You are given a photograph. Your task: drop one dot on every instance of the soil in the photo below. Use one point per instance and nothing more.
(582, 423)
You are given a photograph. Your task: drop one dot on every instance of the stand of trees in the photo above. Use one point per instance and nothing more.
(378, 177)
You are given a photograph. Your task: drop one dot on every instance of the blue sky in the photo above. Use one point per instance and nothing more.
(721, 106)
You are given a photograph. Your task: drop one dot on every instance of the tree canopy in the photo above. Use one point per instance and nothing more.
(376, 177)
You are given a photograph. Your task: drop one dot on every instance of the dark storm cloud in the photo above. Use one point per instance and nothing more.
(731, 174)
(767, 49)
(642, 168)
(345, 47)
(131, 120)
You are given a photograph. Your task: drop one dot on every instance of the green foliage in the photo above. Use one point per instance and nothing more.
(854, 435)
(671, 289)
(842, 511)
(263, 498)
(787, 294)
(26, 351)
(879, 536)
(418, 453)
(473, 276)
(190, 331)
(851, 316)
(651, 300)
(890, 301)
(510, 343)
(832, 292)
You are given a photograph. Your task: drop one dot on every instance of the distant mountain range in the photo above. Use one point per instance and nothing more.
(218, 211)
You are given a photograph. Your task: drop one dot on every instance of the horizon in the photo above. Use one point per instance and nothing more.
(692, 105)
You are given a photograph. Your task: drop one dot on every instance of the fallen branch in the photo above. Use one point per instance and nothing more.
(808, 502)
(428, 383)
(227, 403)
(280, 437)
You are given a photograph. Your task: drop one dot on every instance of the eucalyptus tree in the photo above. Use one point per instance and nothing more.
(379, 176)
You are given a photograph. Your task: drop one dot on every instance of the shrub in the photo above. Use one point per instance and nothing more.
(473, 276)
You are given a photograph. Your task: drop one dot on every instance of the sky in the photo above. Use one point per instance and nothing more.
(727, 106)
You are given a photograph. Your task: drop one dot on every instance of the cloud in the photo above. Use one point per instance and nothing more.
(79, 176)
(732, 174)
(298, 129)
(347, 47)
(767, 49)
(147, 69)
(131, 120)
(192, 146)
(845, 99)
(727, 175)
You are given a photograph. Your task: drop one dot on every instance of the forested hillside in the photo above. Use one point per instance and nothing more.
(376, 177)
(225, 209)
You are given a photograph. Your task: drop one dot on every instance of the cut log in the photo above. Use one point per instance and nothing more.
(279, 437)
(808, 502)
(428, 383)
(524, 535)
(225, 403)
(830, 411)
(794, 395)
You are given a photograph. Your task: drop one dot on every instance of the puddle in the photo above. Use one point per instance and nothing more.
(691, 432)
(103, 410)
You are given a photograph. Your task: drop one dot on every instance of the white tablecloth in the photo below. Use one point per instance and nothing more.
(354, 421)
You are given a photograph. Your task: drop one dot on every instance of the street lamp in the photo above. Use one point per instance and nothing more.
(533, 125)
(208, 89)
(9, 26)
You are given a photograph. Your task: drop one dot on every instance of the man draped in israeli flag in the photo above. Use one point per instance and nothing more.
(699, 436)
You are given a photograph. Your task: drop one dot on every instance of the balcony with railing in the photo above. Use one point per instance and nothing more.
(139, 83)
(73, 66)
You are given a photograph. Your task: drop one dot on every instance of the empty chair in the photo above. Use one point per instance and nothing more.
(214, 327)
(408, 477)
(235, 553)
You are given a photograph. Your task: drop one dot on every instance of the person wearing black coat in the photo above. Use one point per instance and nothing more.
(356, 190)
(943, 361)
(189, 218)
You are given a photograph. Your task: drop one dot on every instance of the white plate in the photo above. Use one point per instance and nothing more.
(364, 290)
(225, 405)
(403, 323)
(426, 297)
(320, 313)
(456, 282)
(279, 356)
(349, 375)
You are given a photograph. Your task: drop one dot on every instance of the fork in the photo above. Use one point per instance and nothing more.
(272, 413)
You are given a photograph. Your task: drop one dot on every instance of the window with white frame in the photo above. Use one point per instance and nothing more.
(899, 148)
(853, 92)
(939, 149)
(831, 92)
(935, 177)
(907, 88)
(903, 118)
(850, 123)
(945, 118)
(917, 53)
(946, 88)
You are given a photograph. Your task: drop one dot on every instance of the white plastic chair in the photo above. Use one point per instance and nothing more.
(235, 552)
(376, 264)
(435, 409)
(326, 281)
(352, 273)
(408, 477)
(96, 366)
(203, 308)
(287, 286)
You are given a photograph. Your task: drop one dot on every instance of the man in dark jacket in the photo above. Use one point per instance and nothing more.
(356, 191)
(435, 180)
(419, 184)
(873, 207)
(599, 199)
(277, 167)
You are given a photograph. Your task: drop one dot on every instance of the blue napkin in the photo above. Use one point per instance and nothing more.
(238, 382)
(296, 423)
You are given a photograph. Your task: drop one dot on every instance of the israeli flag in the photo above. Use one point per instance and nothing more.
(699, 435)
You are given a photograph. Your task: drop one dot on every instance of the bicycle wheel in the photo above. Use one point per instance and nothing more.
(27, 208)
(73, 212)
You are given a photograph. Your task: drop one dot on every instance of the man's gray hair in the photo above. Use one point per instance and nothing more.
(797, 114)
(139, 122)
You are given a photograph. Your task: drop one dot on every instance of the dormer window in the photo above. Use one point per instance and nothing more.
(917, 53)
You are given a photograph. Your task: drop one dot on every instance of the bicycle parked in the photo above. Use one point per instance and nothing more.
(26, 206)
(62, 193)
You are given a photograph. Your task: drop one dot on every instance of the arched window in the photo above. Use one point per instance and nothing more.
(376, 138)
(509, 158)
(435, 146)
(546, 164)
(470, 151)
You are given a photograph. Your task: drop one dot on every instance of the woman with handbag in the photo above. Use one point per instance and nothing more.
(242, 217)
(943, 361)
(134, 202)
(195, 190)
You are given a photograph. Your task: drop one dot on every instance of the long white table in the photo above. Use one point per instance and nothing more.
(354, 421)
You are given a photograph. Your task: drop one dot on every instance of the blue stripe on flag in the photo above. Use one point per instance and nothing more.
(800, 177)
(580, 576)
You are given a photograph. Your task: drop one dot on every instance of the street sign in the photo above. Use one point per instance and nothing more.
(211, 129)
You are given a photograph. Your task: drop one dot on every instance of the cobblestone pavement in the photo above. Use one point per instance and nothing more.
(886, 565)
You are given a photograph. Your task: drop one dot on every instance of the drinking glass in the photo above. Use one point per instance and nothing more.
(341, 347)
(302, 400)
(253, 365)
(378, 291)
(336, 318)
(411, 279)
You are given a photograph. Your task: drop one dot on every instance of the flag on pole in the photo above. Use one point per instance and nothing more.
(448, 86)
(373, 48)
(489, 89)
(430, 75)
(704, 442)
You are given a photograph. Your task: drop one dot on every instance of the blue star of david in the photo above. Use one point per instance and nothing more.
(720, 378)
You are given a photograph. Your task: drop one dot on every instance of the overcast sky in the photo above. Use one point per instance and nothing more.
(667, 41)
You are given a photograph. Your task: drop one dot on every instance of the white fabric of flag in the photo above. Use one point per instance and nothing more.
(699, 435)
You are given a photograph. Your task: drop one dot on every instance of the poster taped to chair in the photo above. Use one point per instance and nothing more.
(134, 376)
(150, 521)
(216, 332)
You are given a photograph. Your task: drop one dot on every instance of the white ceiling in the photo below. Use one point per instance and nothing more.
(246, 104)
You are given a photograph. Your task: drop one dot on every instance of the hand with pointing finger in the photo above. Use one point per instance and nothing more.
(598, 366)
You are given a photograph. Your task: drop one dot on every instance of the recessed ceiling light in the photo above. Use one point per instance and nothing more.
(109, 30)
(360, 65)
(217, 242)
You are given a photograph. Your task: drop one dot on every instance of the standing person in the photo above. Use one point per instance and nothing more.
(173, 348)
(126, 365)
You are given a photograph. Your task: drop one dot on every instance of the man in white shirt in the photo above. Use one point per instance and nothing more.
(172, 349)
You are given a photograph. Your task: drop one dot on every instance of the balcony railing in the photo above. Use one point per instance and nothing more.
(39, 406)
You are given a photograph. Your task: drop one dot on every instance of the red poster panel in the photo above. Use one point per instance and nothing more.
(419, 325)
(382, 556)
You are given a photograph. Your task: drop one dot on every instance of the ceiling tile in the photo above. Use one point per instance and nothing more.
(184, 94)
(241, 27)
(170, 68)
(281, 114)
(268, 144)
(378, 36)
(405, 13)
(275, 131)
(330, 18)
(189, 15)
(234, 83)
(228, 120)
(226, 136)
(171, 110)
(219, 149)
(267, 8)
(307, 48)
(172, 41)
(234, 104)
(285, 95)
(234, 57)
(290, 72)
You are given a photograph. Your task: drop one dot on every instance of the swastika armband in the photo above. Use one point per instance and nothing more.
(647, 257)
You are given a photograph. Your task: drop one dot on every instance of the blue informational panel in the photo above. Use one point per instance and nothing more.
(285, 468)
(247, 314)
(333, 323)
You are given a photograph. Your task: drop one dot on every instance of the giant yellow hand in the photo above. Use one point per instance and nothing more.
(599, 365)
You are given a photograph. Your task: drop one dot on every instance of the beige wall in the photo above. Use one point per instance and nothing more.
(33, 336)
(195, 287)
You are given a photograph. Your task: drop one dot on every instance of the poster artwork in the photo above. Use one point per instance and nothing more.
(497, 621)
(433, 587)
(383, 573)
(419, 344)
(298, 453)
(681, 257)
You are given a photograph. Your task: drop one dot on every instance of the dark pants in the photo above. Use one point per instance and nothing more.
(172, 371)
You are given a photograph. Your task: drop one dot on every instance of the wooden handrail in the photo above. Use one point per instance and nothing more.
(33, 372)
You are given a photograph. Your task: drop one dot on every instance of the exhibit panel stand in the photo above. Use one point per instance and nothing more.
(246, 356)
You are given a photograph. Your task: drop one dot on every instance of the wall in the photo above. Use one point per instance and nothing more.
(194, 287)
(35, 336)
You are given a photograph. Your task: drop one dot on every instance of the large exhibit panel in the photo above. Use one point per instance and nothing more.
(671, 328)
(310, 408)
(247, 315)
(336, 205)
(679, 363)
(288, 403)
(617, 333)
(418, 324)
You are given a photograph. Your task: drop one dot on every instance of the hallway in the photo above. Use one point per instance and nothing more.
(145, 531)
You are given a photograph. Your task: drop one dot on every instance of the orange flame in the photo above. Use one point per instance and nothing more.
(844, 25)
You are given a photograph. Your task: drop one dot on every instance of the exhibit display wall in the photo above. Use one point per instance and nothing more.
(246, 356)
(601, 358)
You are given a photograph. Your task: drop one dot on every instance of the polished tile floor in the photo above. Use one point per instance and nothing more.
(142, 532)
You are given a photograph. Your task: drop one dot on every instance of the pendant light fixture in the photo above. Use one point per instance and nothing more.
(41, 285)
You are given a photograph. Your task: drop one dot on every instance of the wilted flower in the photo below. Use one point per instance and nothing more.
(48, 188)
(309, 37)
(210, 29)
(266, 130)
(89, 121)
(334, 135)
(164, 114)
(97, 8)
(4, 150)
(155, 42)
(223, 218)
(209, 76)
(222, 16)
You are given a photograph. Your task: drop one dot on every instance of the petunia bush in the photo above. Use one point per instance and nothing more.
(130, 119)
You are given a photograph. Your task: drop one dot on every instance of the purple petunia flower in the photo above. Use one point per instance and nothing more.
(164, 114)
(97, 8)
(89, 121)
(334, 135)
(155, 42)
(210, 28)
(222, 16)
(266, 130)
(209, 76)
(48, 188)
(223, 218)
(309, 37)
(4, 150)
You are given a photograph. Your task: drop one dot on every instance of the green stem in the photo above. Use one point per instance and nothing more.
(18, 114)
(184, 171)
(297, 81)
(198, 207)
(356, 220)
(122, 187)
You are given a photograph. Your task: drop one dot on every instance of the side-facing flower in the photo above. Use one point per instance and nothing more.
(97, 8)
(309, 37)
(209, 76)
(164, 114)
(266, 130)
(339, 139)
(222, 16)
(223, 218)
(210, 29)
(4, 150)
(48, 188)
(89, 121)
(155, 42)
■ ■ ■ ■
Exercise objective
Quote only the lines from the one containing "the green stem" through the final line of the records, with both ends included.

Solution to this exercise
You are given a photograph. Your task: drop one dot on every instance of the green stem in the photo above. Use one point per instance and nothing more.
(18, 114)
(184, 171)
(297, 81)
(198, 207)
(356, 220)
(122, 187)
You are given a photograph. Your task: drop one dot on every instance of the side-facing flower in the photo above. Use one point per instance and nothing more.
(97, 8)
(309, 37)
(209, 76)
(164, 114)
(266, 130)
(339, 139)
(222, 16)
(223, 218)
(210, 29)
(4, 150)
(48, 188)
(89, 121)
(155, 42)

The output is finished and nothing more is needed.